▸ Task prompt
Below are lines of data; count those containing the word "would" and write nothing but the number.

▸ Available records
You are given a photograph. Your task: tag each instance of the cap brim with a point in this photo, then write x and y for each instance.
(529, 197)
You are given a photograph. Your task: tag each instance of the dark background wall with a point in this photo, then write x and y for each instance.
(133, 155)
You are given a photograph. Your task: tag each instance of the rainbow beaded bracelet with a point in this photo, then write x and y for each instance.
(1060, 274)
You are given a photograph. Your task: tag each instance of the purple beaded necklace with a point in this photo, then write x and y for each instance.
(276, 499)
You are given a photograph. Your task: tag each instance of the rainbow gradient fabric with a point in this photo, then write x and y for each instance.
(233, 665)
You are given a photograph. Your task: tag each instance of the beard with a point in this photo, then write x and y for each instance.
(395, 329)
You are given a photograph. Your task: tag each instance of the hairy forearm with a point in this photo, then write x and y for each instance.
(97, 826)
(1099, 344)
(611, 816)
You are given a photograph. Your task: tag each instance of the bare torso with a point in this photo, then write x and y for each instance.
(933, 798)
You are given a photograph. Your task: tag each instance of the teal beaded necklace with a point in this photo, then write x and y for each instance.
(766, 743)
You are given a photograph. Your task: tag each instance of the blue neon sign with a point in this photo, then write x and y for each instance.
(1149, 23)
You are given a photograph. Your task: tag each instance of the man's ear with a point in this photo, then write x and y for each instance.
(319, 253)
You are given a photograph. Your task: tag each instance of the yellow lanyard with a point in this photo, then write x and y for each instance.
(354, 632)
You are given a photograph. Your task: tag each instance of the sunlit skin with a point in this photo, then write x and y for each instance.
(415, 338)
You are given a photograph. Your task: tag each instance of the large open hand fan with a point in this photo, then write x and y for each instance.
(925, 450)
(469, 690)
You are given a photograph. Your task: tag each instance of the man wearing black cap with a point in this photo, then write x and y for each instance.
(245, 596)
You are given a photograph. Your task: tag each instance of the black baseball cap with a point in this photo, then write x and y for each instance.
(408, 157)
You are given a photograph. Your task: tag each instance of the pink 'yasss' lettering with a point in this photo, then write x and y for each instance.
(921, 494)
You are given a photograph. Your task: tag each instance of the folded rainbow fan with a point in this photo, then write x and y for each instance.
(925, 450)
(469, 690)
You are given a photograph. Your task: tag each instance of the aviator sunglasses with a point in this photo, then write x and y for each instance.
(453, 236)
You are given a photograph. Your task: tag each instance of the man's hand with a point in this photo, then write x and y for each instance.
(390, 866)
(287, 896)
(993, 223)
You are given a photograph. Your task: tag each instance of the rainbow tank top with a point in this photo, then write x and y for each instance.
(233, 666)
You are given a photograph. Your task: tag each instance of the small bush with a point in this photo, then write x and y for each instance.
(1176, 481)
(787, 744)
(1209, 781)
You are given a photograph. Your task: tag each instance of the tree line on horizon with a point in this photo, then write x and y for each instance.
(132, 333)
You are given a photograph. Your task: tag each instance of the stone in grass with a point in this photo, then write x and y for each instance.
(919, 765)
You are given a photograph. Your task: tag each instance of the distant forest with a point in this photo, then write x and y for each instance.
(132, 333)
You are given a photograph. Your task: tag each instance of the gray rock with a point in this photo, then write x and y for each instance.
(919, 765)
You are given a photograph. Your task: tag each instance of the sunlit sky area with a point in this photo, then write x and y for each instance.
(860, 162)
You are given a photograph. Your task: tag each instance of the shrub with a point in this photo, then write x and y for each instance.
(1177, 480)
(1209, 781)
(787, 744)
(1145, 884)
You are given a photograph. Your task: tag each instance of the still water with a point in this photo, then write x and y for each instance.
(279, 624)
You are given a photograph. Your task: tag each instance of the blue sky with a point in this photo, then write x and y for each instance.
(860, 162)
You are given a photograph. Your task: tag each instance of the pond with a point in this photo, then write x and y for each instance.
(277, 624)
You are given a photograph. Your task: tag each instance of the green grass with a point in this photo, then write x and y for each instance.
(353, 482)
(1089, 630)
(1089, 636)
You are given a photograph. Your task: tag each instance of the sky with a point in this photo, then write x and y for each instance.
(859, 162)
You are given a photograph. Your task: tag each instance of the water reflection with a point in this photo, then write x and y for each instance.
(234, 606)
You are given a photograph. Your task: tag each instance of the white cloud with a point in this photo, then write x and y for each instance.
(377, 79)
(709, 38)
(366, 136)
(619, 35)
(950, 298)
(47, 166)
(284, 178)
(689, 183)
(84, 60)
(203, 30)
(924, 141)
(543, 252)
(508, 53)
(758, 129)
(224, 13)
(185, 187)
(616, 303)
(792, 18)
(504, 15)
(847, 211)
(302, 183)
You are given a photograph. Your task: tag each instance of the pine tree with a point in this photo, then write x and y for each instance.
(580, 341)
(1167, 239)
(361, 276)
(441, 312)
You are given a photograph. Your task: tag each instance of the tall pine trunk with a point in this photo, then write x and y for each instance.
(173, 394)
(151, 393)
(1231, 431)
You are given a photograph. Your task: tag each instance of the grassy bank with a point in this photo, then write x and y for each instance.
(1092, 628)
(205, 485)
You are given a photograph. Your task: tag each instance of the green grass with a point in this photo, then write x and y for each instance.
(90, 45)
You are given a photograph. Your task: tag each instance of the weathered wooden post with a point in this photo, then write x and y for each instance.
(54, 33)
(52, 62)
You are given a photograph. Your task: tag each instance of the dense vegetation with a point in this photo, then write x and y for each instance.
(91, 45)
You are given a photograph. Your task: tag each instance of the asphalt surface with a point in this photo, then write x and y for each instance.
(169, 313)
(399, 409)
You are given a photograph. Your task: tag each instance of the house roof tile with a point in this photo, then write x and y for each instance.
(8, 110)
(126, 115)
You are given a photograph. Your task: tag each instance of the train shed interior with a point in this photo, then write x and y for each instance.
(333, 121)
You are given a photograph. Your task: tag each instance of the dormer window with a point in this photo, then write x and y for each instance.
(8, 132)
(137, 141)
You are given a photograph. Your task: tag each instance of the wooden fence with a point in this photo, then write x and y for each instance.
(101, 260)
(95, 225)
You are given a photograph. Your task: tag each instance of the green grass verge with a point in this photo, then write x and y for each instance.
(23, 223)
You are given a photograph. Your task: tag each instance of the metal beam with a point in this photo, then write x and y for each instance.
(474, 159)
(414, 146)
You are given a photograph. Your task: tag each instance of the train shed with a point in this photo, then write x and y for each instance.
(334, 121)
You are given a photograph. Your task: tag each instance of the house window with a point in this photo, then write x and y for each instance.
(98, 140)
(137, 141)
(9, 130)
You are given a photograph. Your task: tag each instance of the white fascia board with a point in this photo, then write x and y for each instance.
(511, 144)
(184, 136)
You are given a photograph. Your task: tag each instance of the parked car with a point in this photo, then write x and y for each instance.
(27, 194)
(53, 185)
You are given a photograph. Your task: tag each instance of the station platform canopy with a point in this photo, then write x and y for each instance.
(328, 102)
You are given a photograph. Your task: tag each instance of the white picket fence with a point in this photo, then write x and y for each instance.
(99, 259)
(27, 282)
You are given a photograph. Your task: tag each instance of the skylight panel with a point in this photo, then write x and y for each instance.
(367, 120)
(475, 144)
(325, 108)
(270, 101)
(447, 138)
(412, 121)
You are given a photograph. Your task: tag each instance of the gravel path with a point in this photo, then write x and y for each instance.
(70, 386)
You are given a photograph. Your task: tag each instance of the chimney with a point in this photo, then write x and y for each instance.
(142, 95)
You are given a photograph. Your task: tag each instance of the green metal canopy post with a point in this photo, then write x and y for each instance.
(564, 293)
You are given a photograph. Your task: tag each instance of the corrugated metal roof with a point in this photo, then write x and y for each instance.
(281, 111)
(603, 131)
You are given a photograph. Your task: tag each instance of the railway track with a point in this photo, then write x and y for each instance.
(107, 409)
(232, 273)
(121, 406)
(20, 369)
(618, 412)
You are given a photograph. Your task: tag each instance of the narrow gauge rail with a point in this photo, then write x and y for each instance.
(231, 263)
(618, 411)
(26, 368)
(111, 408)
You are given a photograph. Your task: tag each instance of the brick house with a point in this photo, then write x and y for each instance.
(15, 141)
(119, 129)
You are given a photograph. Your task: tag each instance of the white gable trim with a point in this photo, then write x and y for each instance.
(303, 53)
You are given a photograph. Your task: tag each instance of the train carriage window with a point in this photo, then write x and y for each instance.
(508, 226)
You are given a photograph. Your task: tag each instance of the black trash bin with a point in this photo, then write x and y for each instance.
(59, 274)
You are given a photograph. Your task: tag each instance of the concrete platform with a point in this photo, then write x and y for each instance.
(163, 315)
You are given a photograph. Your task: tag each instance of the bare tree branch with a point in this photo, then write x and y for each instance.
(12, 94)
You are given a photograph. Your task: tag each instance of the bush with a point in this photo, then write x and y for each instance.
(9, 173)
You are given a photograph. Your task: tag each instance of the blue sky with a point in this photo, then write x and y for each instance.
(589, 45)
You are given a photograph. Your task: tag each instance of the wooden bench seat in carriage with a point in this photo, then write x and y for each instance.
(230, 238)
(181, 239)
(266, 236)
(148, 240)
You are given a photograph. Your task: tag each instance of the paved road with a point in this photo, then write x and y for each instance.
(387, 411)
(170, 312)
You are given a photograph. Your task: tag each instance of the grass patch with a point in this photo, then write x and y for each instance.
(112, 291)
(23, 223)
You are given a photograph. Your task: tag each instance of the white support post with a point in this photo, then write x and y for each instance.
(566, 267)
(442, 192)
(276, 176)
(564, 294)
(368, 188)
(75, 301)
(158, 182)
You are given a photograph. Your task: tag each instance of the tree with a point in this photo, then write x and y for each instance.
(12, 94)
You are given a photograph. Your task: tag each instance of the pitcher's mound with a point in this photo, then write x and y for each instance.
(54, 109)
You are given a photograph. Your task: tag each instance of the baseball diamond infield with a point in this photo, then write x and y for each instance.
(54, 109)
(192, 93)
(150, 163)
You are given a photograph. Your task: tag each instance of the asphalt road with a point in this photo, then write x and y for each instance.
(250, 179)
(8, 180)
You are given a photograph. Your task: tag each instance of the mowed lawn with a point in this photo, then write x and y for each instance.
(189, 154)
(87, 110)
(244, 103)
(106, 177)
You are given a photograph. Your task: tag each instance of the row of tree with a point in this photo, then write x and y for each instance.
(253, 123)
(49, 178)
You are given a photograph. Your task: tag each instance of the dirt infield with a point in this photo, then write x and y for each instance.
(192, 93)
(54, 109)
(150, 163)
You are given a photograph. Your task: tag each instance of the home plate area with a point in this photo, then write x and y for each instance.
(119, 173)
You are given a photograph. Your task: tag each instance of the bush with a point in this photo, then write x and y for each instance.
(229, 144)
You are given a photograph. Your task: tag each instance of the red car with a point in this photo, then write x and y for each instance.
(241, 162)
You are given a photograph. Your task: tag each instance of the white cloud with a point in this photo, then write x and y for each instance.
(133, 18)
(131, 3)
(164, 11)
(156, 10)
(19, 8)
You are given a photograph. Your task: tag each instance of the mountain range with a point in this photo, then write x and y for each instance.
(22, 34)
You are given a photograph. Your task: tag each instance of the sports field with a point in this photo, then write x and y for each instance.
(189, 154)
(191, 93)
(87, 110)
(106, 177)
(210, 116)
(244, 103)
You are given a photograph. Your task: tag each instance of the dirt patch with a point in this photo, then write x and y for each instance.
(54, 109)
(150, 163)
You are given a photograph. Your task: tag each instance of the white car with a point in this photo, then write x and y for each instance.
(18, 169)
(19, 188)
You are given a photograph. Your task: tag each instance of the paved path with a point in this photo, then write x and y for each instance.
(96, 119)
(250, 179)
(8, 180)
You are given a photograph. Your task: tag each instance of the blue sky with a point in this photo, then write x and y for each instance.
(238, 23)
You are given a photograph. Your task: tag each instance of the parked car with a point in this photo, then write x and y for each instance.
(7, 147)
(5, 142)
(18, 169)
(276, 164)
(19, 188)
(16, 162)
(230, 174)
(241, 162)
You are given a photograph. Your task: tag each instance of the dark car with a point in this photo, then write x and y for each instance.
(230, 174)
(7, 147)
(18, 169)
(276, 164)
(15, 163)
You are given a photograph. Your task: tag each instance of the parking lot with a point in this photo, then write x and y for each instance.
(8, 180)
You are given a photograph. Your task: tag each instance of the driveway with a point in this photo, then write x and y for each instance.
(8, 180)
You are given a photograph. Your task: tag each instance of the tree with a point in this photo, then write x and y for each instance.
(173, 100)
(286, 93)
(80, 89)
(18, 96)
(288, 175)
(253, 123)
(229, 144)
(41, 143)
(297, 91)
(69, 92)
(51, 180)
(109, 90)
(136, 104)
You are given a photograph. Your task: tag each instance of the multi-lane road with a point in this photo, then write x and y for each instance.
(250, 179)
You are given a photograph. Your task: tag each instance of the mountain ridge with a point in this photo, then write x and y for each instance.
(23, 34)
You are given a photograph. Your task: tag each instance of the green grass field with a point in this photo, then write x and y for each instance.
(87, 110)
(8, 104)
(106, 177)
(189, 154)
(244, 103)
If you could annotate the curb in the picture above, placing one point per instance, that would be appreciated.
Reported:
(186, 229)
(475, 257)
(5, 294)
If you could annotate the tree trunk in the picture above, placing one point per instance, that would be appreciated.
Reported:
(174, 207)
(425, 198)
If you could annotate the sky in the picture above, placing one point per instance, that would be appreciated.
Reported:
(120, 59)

▸ Task output
3